» **Records for processing**
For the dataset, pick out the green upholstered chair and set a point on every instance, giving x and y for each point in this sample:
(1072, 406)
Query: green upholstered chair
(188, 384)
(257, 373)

» **What is expected**
Copy the records above word for word, keeping every line as it appears.

» **Solution below**
For the dataset, pick out the green upholstered chair and set a point on every instance, giving x and y for each point in this sample:
(1072, 406)
Query: green upholstered chair
(188, 384)
(257, 373)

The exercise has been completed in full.